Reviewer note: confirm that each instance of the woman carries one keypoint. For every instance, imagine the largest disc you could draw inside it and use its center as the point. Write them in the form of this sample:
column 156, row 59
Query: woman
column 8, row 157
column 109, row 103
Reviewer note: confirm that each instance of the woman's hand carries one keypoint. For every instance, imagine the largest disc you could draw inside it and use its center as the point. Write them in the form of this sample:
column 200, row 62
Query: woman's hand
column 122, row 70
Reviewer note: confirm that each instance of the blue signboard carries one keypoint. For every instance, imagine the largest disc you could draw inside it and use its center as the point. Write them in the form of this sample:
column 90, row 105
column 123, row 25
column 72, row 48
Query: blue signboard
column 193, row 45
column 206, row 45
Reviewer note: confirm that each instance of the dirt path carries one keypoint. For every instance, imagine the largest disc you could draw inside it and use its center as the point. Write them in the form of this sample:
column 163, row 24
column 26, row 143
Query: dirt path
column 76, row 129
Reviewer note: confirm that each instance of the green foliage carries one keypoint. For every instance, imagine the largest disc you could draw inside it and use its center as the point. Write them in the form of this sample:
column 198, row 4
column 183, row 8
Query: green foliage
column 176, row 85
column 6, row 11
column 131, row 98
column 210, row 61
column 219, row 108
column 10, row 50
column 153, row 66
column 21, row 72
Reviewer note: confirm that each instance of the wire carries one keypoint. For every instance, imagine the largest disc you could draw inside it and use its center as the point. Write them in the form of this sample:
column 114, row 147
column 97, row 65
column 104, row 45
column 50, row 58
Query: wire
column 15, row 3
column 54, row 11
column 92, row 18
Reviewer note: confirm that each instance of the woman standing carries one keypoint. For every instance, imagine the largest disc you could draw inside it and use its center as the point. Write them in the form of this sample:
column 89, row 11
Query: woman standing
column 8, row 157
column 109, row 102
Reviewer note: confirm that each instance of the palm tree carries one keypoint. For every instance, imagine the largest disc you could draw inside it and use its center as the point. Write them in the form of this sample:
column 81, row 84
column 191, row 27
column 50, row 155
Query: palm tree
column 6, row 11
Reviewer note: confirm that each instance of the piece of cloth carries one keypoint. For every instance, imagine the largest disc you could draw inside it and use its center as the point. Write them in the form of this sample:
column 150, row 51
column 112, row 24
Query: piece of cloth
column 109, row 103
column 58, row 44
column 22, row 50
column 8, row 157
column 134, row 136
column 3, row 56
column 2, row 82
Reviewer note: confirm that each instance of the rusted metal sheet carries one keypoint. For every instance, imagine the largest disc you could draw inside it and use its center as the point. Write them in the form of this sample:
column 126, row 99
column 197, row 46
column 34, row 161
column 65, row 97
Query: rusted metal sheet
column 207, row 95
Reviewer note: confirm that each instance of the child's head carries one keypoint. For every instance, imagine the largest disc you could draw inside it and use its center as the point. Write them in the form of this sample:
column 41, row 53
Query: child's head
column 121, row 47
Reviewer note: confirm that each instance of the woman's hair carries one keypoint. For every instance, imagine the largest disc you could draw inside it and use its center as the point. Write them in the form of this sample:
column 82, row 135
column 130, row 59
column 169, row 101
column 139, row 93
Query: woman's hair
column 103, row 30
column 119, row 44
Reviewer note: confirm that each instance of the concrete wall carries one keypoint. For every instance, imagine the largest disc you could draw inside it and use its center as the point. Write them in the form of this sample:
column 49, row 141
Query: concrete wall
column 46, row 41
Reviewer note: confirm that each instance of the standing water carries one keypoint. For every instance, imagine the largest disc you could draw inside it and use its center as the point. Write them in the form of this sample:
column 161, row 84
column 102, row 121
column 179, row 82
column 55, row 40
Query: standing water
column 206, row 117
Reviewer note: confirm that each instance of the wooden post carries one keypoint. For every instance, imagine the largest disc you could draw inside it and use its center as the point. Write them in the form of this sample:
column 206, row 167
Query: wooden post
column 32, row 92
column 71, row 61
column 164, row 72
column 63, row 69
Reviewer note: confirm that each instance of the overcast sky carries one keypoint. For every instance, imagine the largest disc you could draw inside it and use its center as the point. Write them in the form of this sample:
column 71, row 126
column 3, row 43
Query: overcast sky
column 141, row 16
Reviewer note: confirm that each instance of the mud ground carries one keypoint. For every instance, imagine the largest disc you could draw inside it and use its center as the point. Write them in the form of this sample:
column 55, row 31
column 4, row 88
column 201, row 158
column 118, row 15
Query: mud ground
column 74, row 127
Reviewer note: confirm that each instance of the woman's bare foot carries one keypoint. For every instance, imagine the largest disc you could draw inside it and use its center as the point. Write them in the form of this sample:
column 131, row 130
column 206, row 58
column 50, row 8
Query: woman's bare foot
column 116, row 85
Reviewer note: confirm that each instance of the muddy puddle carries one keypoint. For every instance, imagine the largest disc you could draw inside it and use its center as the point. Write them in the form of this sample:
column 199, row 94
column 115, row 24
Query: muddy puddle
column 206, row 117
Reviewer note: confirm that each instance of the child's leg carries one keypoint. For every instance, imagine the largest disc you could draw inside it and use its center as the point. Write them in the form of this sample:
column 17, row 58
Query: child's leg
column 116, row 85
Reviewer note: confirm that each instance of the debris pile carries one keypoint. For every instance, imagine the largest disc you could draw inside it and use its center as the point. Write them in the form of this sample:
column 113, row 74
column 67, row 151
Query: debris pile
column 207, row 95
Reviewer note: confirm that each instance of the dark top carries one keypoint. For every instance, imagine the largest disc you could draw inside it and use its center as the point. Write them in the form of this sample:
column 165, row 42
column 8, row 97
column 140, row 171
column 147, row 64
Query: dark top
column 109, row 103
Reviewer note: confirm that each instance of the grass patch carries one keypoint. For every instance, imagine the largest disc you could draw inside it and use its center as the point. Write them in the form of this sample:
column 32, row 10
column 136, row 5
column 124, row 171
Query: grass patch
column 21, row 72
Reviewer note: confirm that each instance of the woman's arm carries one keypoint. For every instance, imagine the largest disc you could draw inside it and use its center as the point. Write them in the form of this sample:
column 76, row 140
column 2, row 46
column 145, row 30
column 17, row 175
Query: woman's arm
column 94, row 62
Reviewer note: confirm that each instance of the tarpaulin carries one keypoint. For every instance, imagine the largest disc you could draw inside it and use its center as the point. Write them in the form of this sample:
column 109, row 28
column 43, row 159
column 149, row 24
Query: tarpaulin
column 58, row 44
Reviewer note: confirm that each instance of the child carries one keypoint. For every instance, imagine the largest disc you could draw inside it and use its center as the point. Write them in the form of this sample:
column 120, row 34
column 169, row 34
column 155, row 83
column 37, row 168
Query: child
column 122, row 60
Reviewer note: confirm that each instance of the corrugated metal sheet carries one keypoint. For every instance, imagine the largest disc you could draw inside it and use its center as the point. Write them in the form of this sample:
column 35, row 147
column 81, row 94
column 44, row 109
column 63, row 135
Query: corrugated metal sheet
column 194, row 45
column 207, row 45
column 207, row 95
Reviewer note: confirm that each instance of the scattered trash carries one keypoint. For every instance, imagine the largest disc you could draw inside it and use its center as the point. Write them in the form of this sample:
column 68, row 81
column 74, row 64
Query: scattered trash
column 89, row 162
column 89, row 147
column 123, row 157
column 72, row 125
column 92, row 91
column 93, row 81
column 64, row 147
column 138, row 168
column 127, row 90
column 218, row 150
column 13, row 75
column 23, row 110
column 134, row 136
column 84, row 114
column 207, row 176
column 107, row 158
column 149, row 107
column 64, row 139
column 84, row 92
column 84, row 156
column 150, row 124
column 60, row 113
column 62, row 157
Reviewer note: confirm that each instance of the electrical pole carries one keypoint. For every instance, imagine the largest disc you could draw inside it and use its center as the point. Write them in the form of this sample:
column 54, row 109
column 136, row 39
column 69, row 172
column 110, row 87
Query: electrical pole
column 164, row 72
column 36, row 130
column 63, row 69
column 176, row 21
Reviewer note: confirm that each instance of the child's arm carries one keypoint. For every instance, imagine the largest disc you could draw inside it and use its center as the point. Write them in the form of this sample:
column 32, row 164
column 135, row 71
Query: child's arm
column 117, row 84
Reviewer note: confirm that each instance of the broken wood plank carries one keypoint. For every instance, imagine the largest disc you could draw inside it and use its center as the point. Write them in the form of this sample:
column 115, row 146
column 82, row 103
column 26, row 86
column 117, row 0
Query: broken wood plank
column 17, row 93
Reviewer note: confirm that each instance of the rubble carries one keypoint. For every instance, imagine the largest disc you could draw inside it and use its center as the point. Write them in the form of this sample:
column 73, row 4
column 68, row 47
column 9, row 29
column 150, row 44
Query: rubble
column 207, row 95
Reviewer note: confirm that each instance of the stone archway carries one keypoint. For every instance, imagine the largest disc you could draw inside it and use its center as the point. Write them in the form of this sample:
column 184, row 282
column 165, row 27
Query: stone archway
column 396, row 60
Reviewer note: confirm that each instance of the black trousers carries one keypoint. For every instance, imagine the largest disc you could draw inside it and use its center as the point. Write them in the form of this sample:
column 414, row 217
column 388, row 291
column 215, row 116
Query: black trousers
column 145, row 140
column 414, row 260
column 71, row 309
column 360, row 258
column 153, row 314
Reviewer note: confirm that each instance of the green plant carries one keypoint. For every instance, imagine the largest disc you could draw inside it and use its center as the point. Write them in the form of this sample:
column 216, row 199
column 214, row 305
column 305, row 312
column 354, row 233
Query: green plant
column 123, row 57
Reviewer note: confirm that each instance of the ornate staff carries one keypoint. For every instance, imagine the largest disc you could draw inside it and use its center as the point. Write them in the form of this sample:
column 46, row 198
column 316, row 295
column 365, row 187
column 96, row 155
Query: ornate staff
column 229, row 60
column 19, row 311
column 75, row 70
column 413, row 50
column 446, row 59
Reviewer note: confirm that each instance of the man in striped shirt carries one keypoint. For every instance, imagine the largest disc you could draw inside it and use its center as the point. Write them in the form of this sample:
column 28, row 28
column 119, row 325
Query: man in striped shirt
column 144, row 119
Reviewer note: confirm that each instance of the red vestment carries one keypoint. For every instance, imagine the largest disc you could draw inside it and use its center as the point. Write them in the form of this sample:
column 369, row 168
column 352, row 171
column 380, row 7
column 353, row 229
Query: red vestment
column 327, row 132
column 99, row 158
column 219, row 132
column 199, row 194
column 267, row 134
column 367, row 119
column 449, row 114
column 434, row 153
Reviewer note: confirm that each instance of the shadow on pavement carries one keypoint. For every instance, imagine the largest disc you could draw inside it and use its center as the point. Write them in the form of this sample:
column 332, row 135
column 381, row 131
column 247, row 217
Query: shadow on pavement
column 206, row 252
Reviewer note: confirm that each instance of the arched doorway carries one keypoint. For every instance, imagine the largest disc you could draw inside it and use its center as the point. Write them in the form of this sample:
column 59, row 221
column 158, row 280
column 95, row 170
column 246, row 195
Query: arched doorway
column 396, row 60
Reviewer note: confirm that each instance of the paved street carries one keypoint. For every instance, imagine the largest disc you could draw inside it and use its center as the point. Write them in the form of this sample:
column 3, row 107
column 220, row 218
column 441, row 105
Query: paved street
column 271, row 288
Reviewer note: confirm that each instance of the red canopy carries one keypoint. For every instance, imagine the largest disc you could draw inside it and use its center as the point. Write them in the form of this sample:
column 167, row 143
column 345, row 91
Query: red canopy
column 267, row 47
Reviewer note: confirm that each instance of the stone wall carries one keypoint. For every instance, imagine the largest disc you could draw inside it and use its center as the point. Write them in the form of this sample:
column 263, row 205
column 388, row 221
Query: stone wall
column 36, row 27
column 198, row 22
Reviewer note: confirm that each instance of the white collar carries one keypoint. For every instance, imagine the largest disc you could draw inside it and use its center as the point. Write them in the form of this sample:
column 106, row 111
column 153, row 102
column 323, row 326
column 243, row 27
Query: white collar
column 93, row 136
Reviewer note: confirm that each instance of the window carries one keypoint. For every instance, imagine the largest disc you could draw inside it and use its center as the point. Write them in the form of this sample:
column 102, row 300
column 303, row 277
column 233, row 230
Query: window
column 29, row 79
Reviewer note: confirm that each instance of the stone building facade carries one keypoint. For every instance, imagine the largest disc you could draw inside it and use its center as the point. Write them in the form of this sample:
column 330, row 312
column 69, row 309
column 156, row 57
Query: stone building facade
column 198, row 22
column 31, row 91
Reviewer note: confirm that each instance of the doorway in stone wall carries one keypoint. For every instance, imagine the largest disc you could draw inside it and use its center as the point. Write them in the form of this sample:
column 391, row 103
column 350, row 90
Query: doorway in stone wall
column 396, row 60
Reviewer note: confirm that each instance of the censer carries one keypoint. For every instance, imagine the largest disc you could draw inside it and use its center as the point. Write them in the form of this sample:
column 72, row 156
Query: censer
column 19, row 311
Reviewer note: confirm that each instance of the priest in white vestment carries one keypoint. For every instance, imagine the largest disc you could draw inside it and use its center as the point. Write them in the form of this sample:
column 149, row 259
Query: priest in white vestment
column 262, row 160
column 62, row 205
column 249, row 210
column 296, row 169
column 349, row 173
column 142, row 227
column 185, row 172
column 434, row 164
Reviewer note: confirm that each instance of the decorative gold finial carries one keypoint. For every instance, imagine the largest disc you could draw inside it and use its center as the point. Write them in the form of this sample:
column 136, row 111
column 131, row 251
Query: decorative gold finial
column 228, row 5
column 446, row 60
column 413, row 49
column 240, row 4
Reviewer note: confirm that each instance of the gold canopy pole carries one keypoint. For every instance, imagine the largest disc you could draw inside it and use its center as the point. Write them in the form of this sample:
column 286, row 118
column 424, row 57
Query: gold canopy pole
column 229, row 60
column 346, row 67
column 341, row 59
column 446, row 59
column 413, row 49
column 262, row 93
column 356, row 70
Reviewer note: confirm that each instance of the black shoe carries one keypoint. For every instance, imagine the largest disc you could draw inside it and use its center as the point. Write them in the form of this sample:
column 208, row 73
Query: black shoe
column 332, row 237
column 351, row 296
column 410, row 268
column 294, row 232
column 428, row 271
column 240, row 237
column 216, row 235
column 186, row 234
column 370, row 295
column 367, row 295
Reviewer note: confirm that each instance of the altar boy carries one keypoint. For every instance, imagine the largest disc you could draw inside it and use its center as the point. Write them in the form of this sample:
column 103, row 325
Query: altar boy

*Work task*: Extract each line from the listing that holds the word "altar".

*Response*:
Reviewer note: confirm that each instance of the altar boy carries one keypoint. For every instance, imagine the largest disc you could draw inside it and use its center as the point. Write them in the form of this sample:
Query: altar boy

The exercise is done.